Dawning of a New Era
People are still hung over here in San Francisco from the Obama victory romp, or rather still drunk with victory… The morning after hasn’t quite set in yet, though I imagine that as Obama makes announcements and appointments as President-Elect, as he makes the transition from seeking power to expressing it, and tempering that expression with realpolitik DC-style, there will begin to be some signs of disillusionment. But for now, it still feels like the dawn of a new era in American political life, morning in America.

** Set of tasks **
a: In the passage about the Obama victory, what city are people described as still hung over in?
b: Copy out the passage about the Obama victory word for word, starting at "Dawning of a" and ending at "morning in America.".

** Material **

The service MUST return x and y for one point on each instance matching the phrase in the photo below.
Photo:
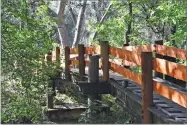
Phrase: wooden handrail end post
(147, 86)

** Answers for the exercise **
a: San Francisco

b:
Dawning of a New Era
People are still hung over here in San Francisco from the Obama victory romp, or rather still drunk with victory… The morning after hasn’t quite set in yet, though I imagine that as Obama makes announcements and appointments as President-Elect, as he makes the transition from seeking power to expressing it, and tempering that expression with realpolitik DC-style, there will begin to be some signs of disillusionment. But for now, it still feels like the dawn of a new era in American political life, morning in America.